(TEXT UNDER STUDY)

Fixing Procedures and Protocol
The National Network of Organ Donors is committed to removing the barriers — both legal and emotional — that can prevent life-saving transplants from taking place: to protecting both potential organ donors and health care institutions that perform transplants by putting a system in place that guarantees that a person’s written consent to donate organs can, and will, be honored 100 percent of the time. We’ve already begun taking steps to make this happen, and our long-term goal is to accomplish the following:
The United States population overwhelmingly believes in organ donation. We are working — and will continue to work — with all 50 states to establish a way for hospitals to retrieve donor information within seconds of a patient being brought in from an accident, so they can establish immediately whether the patient is an organ donor. The National Network of Organ Donors hopes to maintain an up-to-date list of millions of potential donors, enabling organ donation to proceed regardless of any objections from next-of-kin.
Every hospital in the country must be made aware of the network and taught how to use it. We will work with leadership from each hospital to ensure this happens in a timely manner. Much of our focus will be on hospitals with trauma centers, because the majority of patients with life-threatening injuries are brought to trauma centers.
This may be the most important goal of TNNOD. Legislation must be passed so doctors and hospitals can carry out the wishes of the patient without fear of being sued if a family member objects. With this network, doctors and hospitals will be able to provide immediate verification that the patient wished to be an organ donor.
There are 58 organ procurement organizations (OPOs) across the United States, and although most are established for informational purposes, they are an important factor in distribution of organs. TNNOD will establish partnerships with all of the OPOs to ensure the highest number of matches between donors and recipients.

(End TEXT UNDER STUDY)

TASKS FOR THIS EXERCISE
**1.** Please repeat the passage on organ donation protocol word for word, from "There are 58" up to and including "donors and recipients.".
**2.** Extend the passage on organ donation protocol with the next part, picking up after its final sentence.

(GIVEN ENTRIES)

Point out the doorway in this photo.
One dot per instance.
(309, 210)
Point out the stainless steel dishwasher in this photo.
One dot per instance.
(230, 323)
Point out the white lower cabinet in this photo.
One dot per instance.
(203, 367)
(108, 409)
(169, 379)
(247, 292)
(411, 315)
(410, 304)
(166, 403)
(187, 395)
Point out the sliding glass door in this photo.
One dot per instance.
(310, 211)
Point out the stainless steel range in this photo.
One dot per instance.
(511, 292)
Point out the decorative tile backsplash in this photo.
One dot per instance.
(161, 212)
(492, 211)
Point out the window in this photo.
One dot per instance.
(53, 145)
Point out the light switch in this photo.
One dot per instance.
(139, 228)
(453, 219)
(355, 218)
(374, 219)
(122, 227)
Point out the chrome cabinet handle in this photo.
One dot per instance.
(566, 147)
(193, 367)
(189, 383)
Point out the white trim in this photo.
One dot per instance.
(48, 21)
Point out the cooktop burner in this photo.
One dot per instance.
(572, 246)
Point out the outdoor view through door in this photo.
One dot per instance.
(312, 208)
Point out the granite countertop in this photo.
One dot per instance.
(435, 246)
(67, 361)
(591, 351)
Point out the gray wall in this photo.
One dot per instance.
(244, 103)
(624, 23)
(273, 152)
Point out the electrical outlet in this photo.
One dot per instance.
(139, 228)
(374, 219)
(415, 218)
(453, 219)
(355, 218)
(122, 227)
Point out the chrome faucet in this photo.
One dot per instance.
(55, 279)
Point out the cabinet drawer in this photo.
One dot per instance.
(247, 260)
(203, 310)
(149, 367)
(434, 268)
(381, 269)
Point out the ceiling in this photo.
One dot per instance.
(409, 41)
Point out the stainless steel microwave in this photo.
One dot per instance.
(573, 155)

(End GIVEN ENTRIES)

RESPONSES PER TASK
**1.**
There are 58 organ procurement organizations (OPOs) across the United States, and although most are established for informational purposes, they are an important factor in distribution of organs. TNNOD will establish partnerships with all of the OPOs to ensure the highest number of matches between donors and recipients.

**2.**
The United Network of Organ Sharing (UNOS), a private organization funded by the government, maintains the national transplant recipient waiting list. A few of TNNOD’s advisory board members have served on the UNOS board, which will enable us to establish a good working relationship with UNOS. This alliance will be crucial in fulfilling our mission.
Since the main goal of TTNOD is to build — and continue to grow — a national database of organ donors, we will take our cue from England, which is able to grow its transplant network by 1,000,000 people each year. We hope to duplicate England’s amazing success here in the U.S. This will involve, among other things, a large-scale promotional campaign featuring a series of public service announcements to be aired in the coming months and years.
Affording costly antirejection medications, which transplant recipients must take for the rest of their lives, can be yet another barrier to transplant. Because TNNOD believes that every person who needs a lifesaving transplant should be able to have one, we would like to establish a financial assistance program to help recipients pay for their medications if they can’t afford to do so.
TNNOD hopes to establish a system through which the family of an organ donor can meet the person, or people, who receive their loved one’s organs if both parties consent to the meeting.